### Records supplied
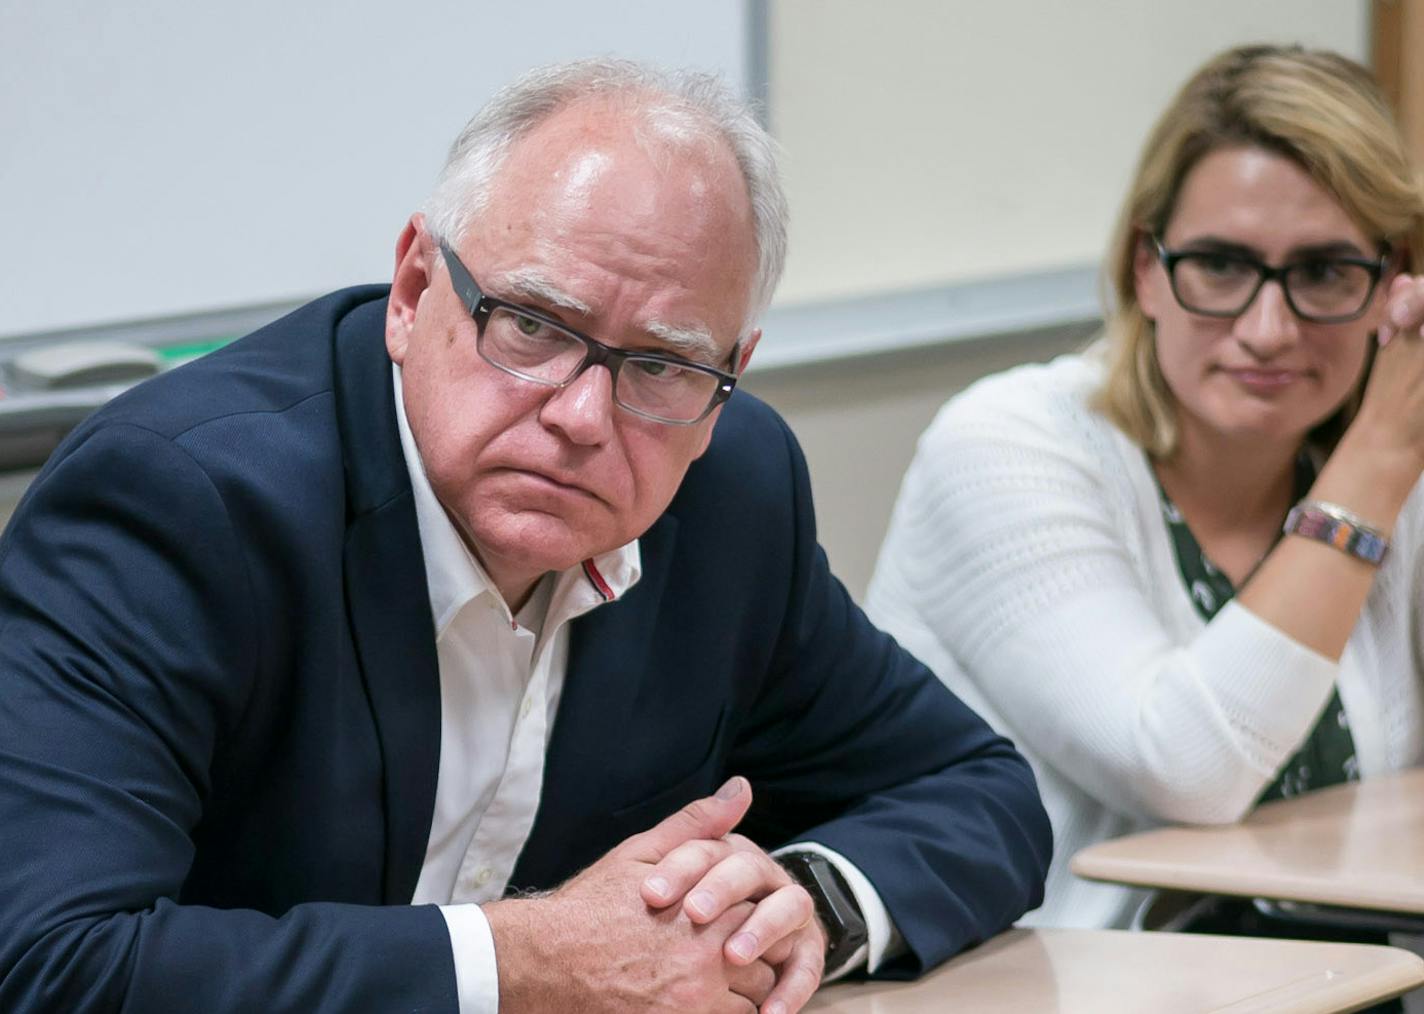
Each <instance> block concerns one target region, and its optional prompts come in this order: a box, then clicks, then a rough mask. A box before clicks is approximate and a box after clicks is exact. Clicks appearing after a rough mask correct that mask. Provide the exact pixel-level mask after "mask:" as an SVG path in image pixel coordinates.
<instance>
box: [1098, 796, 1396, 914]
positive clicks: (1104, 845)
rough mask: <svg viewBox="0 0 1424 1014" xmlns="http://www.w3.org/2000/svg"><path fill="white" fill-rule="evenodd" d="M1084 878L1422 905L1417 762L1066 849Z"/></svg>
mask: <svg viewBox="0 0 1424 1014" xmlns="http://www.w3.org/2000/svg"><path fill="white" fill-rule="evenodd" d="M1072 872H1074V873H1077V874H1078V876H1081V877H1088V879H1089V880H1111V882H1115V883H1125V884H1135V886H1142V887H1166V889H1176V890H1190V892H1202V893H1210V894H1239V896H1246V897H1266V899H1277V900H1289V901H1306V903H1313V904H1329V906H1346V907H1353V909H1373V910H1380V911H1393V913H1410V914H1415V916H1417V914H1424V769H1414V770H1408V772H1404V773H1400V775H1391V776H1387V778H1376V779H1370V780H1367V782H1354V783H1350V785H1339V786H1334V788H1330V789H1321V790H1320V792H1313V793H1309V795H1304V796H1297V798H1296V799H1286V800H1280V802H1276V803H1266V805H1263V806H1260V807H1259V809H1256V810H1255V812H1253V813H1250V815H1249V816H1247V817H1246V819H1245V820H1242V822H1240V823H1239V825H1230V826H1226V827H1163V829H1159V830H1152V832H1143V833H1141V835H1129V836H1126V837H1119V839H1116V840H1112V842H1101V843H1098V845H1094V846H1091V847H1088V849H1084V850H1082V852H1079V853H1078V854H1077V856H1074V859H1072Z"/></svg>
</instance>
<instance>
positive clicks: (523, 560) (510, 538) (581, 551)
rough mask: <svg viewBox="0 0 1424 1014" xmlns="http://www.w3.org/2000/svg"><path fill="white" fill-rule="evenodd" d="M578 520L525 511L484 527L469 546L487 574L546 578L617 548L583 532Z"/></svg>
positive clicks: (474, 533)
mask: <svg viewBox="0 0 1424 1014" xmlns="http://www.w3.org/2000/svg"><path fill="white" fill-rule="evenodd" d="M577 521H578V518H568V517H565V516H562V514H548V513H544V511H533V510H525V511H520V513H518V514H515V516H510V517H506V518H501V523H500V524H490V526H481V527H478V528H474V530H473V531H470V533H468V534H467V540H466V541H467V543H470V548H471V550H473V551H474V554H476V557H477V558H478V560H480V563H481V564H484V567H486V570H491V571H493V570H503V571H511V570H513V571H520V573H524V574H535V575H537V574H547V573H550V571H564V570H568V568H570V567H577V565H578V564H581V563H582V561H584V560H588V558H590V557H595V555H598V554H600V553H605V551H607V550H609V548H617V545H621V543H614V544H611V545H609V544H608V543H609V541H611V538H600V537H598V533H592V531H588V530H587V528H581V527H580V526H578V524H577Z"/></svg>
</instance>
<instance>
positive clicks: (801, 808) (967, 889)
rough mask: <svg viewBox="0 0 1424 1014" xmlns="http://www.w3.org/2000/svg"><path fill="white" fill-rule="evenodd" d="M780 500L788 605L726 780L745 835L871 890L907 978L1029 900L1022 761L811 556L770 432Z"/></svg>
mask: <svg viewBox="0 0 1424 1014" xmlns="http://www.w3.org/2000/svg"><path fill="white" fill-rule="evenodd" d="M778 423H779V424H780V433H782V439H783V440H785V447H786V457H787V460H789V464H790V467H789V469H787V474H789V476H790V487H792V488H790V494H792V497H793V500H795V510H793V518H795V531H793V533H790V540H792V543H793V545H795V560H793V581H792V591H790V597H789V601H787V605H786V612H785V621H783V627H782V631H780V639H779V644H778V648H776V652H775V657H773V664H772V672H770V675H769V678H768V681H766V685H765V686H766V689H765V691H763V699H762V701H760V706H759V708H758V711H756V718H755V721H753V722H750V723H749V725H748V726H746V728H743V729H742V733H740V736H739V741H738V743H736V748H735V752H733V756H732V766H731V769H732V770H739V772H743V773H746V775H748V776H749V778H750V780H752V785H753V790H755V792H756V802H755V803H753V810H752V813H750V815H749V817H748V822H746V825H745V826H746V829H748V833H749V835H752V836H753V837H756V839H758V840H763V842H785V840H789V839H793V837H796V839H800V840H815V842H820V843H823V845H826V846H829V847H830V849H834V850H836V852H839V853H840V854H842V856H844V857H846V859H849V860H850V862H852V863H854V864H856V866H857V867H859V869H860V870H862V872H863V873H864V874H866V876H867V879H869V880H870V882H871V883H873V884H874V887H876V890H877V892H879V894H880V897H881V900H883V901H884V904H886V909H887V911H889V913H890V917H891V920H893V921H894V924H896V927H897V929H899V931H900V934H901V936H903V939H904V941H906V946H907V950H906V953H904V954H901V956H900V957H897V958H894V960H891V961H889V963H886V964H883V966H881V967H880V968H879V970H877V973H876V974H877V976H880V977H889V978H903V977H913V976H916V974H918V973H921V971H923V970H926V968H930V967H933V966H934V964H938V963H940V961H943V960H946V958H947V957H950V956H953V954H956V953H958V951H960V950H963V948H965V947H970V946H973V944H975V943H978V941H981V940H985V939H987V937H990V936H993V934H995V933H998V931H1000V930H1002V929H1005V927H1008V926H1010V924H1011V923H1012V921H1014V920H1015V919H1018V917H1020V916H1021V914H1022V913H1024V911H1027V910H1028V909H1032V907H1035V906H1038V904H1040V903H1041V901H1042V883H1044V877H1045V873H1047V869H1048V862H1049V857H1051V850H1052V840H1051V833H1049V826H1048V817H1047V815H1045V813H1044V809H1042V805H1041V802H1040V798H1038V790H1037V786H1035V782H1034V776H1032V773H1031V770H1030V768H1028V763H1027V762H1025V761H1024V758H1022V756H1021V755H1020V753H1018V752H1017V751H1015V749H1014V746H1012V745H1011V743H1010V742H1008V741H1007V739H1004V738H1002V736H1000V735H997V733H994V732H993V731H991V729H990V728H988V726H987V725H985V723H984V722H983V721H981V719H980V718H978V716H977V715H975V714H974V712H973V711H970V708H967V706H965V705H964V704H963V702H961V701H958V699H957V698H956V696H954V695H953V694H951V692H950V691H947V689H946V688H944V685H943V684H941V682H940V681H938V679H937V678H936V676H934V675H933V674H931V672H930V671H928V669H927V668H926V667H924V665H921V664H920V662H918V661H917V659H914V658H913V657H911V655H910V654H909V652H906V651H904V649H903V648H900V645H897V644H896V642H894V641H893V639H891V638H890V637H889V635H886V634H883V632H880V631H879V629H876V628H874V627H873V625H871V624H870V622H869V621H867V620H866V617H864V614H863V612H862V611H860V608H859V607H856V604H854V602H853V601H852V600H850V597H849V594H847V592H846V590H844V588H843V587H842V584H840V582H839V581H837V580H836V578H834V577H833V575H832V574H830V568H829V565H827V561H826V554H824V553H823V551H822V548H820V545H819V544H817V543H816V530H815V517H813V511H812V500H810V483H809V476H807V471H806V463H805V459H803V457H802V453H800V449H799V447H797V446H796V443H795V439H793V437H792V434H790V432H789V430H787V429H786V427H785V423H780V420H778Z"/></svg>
* * *
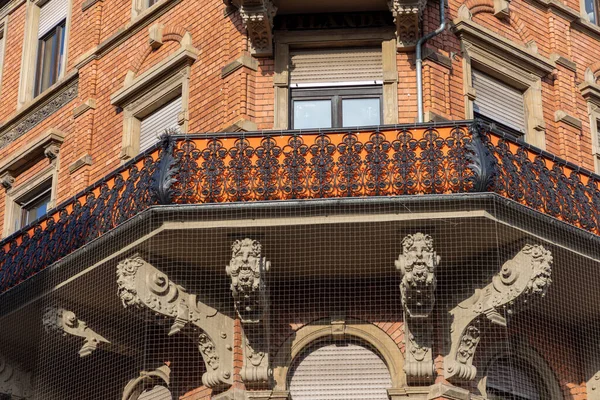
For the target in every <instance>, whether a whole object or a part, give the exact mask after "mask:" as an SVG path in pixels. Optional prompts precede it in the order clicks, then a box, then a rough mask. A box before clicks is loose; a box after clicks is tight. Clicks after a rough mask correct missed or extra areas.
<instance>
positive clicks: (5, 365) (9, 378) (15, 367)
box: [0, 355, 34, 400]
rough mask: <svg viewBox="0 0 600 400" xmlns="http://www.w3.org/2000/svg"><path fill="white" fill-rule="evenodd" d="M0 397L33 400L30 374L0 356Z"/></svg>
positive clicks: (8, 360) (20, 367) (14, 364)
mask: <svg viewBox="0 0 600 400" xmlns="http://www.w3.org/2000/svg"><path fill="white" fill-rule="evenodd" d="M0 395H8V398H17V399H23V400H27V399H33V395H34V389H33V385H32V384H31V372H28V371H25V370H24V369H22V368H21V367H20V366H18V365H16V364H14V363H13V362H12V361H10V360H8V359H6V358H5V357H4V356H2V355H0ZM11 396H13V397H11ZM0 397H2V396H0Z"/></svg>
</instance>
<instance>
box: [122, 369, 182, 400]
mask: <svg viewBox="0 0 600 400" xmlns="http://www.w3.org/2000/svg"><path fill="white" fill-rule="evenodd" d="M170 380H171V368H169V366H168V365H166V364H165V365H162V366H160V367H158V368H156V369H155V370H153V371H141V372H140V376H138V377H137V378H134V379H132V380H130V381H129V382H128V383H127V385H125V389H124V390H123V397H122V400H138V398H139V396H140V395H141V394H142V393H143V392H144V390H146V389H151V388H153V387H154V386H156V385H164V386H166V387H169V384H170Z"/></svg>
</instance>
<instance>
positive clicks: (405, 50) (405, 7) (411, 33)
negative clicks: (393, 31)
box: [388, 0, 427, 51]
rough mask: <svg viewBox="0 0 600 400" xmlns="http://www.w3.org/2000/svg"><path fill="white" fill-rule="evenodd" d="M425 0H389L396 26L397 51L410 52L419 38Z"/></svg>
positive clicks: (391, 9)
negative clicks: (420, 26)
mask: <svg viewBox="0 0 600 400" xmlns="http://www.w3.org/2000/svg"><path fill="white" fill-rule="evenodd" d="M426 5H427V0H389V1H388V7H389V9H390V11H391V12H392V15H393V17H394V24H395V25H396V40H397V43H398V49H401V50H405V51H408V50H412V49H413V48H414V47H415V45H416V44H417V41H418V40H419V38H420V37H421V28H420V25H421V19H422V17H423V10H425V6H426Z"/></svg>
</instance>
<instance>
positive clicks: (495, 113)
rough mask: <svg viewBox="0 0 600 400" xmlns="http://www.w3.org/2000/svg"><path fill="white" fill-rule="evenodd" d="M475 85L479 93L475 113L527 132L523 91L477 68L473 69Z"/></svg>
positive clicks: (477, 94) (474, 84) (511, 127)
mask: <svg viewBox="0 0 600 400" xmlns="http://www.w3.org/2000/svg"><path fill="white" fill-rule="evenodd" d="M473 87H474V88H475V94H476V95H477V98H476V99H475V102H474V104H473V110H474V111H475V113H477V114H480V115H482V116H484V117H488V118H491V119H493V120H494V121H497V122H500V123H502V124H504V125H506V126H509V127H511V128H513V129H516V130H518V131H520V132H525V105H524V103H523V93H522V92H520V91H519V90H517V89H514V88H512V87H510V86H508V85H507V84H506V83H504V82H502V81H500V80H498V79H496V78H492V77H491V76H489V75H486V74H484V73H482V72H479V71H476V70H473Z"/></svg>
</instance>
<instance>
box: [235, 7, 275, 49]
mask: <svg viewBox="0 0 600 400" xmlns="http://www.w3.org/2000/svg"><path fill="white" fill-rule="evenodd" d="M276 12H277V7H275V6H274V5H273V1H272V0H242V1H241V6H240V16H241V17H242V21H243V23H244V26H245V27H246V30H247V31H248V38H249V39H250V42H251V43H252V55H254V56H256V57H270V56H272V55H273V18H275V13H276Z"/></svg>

### What is being asked
Give the lines of the listing from the line with "Each <instance> block" to the line with "positive clicks: (1104, 845)", both included, as a JSON list of strings with one string per line and blank lines omitted.

### Result
[
  "Each <instance> block concerns one target region, and its optional prompts come in this order: a box, then clicks, then a rough mask. A box before clicks is approximate and a box after clicks is exact. Clicks appearing after a rough mask correct that mask. Provide the exact pixel-level mask after \"mask:\" as an SVG path in image pixel coordinates.",
  "<instance>",
  "box: [1098, 796, 1396, 914]",
  "positive clicks: (1104, 845)"
]